[Opening Page excerpt section]

# 3077 Bezel Insert



## meow (Jan 26, 2008)

Here's a question for anyone who knows...

I am considdering replacing the bezel insert on my 3077.

I have seen very handsome rolex submariner bezel inserts for sale and the lume dot always looks more symetrical and finished.

Will a submariner replacement bezel fit my 3077?

Is it a bad idea? I don't _really_ need to replace it but it doesn't line up correctly & I just got to thinking about it.

Thanx

-meow


----------



## PhilM (Nov 5, 2004)

The sub bezel insert won't fit the O&W. As for the question about the bezel lining up correctly, it sounds like it's just the insert that needs to be removed and repositioned


----------



## meow (Jan 26, 2008)

PhilM said:


> The sub bezel insert won't fit the O&W. As for the question about the bezel lining up correctly, it sounds like it's just the insert that needs to be removed and repositioned


----------



## meow (Jan 26, 2008)

[Closing Page excerpt section]
[Opening Provided data section]

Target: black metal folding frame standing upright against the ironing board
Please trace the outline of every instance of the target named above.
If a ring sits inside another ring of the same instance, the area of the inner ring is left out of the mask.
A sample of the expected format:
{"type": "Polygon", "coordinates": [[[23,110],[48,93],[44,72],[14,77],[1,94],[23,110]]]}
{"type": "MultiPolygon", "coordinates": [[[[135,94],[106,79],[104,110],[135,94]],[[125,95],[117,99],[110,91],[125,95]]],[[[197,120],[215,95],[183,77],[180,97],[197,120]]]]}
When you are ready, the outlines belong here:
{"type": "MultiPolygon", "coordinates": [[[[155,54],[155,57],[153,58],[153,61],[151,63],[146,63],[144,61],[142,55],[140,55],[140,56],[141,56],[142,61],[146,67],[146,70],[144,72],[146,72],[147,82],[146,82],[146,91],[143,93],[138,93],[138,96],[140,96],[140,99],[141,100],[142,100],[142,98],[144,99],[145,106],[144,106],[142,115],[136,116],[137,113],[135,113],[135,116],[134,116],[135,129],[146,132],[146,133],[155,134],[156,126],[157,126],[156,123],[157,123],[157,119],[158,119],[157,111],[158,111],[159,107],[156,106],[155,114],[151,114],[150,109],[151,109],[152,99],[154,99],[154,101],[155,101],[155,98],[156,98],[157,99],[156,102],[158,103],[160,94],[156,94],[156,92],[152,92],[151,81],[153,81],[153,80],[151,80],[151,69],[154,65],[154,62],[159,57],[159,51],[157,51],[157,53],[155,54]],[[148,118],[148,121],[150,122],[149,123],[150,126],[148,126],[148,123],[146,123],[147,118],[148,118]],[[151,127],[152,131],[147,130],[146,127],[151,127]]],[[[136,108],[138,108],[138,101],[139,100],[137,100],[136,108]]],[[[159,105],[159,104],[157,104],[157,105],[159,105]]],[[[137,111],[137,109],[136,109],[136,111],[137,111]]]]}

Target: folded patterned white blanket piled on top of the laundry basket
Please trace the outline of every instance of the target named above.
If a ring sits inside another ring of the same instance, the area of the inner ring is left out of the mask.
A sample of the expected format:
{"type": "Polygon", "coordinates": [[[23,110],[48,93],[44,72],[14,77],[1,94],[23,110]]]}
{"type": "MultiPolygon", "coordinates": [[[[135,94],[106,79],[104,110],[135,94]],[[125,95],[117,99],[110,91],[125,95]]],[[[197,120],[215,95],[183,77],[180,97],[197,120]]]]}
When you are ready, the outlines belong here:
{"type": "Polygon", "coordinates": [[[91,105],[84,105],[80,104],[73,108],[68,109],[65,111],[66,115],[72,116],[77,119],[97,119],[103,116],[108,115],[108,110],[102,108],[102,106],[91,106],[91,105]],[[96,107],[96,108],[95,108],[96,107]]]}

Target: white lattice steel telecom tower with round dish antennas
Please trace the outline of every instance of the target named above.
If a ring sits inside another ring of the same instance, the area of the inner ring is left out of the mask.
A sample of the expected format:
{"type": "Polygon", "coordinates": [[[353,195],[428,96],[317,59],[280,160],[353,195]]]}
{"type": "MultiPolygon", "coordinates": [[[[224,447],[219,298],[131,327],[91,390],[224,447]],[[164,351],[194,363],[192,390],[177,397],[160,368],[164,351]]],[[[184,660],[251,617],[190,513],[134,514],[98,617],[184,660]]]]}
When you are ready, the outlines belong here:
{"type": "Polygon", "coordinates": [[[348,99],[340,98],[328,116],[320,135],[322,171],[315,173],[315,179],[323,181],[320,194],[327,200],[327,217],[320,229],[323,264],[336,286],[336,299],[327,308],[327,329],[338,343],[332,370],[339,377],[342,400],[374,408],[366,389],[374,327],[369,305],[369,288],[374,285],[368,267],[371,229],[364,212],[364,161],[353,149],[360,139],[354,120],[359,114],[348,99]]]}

[Closing Provided data section]
[Opening Provided data section]

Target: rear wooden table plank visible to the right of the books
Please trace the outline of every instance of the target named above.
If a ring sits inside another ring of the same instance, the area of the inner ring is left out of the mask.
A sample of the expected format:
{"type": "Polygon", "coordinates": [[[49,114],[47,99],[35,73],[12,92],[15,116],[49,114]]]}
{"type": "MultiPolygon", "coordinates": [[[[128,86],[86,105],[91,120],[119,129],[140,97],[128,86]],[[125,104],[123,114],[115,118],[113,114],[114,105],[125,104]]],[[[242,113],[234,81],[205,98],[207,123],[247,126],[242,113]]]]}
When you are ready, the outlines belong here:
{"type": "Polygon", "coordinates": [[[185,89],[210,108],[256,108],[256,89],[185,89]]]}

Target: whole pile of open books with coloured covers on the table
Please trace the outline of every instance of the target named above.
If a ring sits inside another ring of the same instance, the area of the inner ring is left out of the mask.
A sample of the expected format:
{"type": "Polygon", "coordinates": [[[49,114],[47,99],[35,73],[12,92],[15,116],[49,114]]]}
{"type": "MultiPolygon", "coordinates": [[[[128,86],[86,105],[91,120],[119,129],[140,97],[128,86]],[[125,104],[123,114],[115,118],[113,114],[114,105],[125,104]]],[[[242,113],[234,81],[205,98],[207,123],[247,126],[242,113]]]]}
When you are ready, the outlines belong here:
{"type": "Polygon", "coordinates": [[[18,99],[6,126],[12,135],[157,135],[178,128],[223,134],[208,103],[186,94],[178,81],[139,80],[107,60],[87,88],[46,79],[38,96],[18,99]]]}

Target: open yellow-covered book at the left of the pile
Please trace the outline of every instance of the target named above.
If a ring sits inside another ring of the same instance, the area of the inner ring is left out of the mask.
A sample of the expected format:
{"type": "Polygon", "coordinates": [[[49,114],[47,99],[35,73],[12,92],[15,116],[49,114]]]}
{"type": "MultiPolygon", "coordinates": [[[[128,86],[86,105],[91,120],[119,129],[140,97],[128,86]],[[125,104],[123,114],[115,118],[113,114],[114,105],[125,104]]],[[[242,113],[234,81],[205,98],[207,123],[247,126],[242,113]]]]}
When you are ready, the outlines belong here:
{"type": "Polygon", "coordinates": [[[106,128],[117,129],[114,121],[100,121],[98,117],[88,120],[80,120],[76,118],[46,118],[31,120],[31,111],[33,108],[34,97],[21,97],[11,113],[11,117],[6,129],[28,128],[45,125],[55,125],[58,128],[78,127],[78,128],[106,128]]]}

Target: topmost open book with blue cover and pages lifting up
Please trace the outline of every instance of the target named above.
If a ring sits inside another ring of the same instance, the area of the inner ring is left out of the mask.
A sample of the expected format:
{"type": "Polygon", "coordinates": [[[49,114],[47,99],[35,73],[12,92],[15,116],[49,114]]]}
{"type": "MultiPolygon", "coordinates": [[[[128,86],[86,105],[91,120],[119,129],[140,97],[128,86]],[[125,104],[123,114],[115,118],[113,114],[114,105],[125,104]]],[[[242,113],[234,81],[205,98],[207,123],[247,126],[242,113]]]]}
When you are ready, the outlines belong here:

[Closing Provided data section]

» **Actions to take**
1 – List every post header in the bezel insert thread, giving each username with its date.
2 – In the bezel insert thread, switch "submariner" to "diver" throughout the passage starting at "Here's a question" and ending at "fit my 3077?", then write out the revised passage.

» **Solutions**
1 –
- meow (Jan 26, 2008)
- PhilM (Nov 5, 2004)
- meow (Jan 26, 2008)
- meow (Jan 26, 2008)

2 –
Here's a question for anyone who knows...

I am considdering replacing the bezel insert on my 3077.

I have seen very handsome rolex diver bezel inserts for sale and the lume dot always looks more symetrical and finished.

Will a diver replacement bezel fit my 3077?